Directions :: Put the lines of the listing into a numbered list, starting with its first line and going on through the line with "<point>74,100</point>". Skip blank lines and leave the pictures out.

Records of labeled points
— START —

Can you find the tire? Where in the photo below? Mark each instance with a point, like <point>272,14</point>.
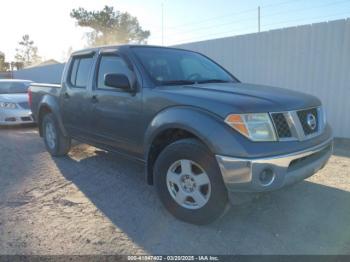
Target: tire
<point>55,142</point>
<point>194,158</point>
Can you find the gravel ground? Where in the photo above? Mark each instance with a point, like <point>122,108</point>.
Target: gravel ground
<point>94,202</point>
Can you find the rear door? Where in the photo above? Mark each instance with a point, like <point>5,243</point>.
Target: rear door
<point>75,96</point>
<point>116,114</point>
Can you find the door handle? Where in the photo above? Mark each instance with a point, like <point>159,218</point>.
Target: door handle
<point>94,99</point>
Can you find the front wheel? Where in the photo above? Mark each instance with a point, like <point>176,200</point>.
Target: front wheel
<point>189,182</point>
<point>56,143</point>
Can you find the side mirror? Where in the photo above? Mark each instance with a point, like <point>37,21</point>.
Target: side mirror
<point>118,81</point>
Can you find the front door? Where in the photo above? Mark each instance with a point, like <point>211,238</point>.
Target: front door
<point>74,100</point>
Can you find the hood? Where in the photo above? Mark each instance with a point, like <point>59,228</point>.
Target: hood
<point>14,98</point>
<point>244,98</point>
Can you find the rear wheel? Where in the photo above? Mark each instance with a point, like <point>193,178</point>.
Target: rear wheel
<point>189,182</point>
<point>56,143</point>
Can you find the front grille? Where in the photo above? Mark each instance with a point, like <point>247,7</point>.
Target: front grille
<point>24,105</point>
<point>303,118</point>
<point>281,124</point>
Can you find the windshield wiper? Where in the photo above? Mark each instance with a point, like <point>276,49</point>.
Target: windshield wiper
<point>178,82</point>
<point>213,81</point>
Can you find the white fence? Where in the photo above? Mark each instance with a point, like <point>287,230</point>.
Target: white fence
<point>312,58</point>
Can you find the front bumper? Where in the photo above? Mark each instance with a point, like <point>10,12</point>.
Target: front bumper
<point>17,116</point>
<point>265,174</point>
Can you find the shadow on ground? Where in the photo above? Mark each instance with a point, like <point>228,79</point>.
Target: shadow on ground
<point>307,218</point>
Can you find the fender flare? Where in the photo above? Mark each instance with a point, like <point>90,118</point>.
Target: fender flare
<point>52,104</point>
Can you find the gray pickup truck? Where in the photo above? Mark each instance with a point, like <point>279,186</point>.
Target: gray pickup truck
<point>198,130</point>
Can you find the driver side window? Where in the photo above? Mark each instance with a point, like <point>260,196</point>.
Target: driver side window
<point>111,64</point>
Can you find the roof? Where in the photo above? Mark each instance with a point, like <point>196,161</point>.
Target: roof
<point>44,63</point>
<point>95,49</point>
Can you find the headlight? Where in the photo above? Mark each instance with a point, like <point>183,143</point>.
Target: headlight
<point>8,105</point>
<point>256,127</point>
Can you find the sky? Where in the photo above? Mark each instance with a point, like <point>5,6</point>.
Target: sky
<point>48,22</point>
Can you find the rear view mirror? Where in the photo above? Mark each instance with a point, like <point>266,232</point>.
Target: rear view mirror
<point>118,81</point>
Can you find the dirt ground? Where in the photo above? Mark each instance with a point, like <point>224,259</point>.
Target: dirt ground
<point>94,202</point>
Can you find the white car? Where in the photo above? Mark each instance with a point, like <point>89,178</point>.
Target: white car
<point>14,104</point>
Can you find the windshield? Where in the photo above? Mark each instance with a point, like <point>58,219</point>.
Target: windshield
<point>174,66</point>
<point>13,87</point>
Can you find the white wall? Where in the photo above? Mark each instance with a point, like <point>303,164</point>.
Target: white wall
<point>313,58</point>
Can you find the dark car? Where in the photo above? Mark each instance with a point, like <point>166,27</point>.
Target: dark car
<point>198,130</point>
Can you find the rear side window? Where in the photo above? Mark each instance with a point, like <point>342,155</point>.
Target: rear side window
<point>80,71</point>
<point>111,64</point>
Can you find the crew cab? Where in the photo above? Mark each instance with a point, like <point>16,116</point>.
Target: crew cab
<point>199,131</point>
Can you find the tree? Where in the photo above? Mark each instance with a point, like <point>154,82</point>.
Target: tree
<point>110,26</point>
<point>27,53</point>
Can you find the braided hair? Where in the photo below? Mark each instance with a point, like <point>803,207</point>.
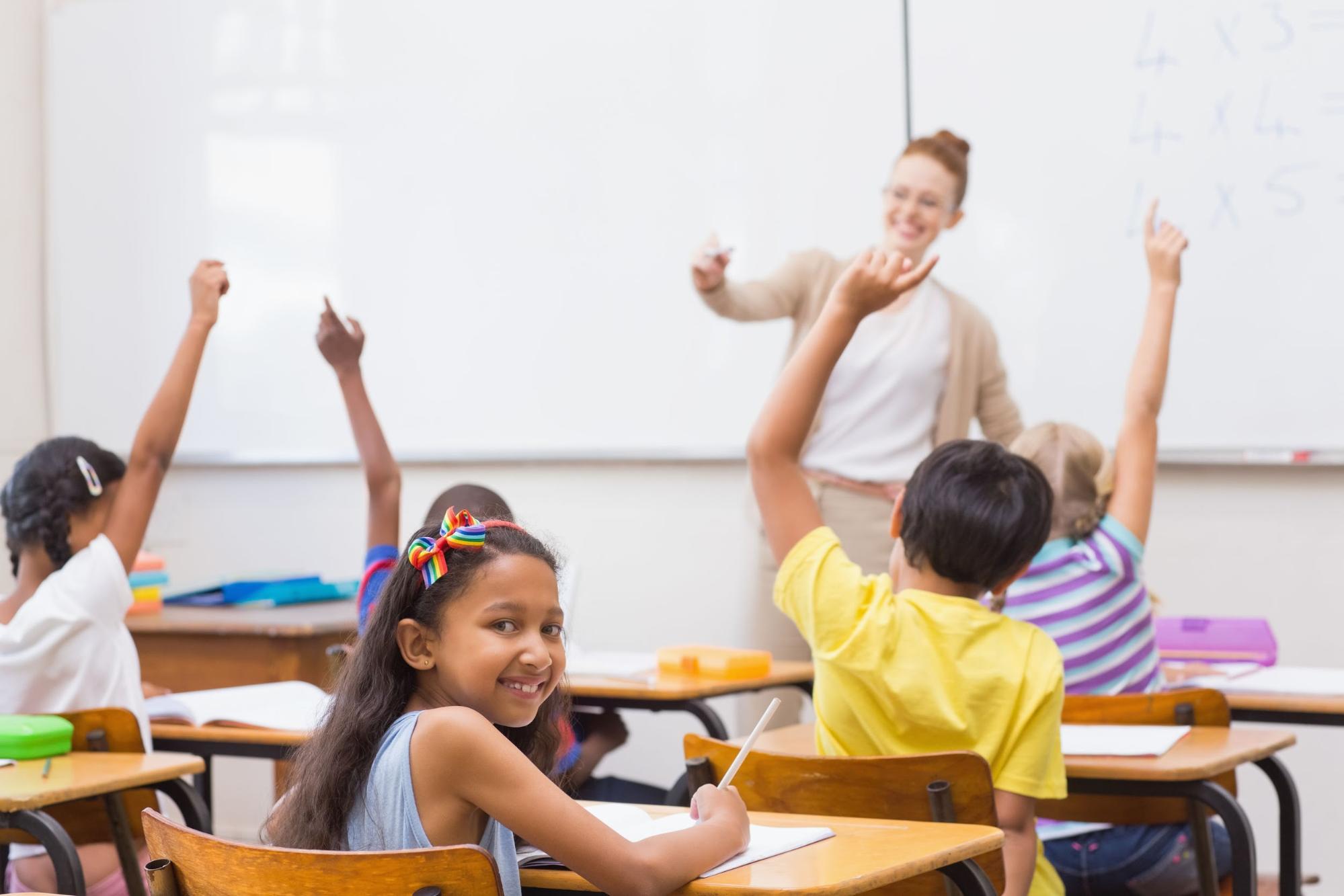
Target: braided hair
<point>46,489</point>
<point>1081,473</point>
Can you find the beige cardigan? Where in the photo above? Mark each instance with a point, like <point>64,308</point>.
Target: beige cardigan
<point>978,386</point>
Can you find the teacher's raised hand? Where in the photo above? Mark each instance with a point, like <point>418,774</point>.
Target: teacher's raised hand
<point>877,278</point>
<point>709,262</point>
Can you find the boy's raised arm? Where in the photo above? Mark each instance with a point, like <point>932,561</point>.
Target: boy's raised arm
<point>342,347</point>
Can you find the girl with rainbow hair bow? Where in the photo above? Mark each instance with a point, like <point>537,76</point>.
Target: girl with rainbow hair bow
<point>444,726</point>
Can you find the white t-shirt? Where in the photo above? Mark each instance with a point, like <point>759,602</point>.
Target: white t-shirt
<point>882,401</point>
<point>69,648</point>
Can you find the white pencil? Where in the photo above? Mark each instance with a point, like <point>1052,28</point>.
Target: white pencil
<point>746,747</point>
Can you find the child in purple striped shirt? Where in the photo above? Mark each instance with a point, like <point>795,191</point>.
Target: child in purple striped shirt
<point>1086,589</point>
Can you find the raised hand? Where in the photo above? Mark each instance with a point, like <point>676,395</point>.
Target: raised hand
<point>1163,246</point>
<point>208,282</point>
<point>340,345</point>
<point>707,265</point>
<point>877,278</point>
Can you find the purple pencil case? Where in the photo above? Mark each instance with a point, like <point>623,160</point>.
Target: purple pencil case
<point>1217,640</point>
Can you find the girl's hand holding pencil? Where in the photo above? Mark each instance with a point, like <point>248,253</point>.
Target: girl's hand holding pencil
<point>714,803</point>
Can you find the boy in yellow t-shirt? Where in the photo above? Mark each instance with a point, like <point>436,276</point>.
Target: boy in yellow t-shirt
<point>918,665</point>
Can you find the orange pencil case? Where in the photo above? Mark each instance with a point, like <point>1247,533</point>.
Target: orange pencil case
<point>714,663</point>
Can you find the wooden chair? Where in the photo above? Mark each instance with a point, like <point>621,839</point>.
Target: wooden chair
<point>1194,707</point>
<point>90,821</point>
<point>187,863</point>
<point>943,786</point>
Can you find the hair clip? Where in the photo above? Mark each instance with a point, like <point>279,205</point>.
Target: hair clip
<point>90,476</point>
<point>460,531</point>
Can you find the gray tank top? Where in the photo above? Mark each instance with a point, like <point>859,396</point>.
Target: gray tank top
<point>386,816</point>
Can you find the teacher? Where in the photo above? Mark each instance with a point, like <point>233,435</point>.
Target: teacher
<point>914,375</point>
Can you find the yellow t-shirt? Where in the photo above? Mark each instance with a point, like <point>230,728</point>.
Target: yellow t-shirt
<point>920,672</point>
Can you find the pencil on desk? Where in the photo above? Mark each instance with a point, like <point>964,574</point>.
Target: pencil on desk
<point>746,746</point>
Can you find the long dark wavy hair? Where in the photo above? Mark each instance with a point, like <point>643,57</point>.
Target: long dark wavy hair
<point>374,686</point>
<point>46,489</point>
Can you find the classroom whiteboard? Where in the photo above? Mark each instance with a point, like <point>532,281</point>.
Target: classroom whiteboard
<point>1233,113</point>
<point>507,195</point>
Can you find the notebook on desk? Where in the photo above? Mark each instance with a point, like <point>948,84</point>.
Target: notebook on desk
<point>286,706</point>
<point>1120,741</point>
<point>1299,682</point>
<point>635,825</point>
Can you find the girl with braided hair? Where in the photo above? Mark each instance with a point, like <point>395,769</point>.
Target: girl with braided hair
<point>74,520</point>
<point>1086,586</point>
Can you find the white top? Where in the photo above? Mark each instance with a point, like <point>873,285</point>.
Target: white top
<point>69,648</point>
<point>881,405</point>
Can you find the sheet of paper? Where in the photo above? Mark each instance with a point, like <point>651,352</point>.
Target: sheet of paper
<point>765,842</point>
<point>635,825</point>
<point>612,664</point>
<point>1120,741</point>
<point>1304,682</point>
<point>1217,675</point>
<point>288,706</point>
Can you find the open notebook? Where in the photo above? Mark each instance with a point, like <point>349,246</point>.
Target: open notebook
<point>635,825</point>
<point>1120,741</point>
<point>289,706</point>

— END —

Task output ::
1. Can you find the tire? Where in the photo below? Mark each instance with a point, like <point>272,14</point>.
2. Target: tire
3. <point>55,142</point>
4. <point>194,158</point>
5. Can you find the gravel ground? Where in the photo above? Mark each instance with a point, like <point>122,108</point>.
6. Target: gravel ground
7. <point>94,202</point>
8. Can you find the rear door? Where in the photo above? Mark each instance with a point, like <point>5,243</point>.
9. Target: rear door
10. <point>75,96</point>
11. <point>116,114</point>
12. Can you find the door handle? Where in the photo above? Mark each instance with a point, like <point>159,218</point>.
13. Target: door handle
14. <point>94,99</point>
15. Can you find the front wheel? Where in the photo above? Mark each instance with a point, like <point>176,200</point>.
16. Target: front wheel
17. <point>189,182</point>
18. <point>56,143</point>
19. Can you find the side mirror? Where in the photo above? Mark each instance with a point, like <point>37,21</point>.
20. Target: side mirror
21. <point>118,81</point>
22. Can you find the front door? Where in the photo above? Mark each instance with a point, like <point>211,238</point>.
23. Target: front door
24. <point>74,100</point>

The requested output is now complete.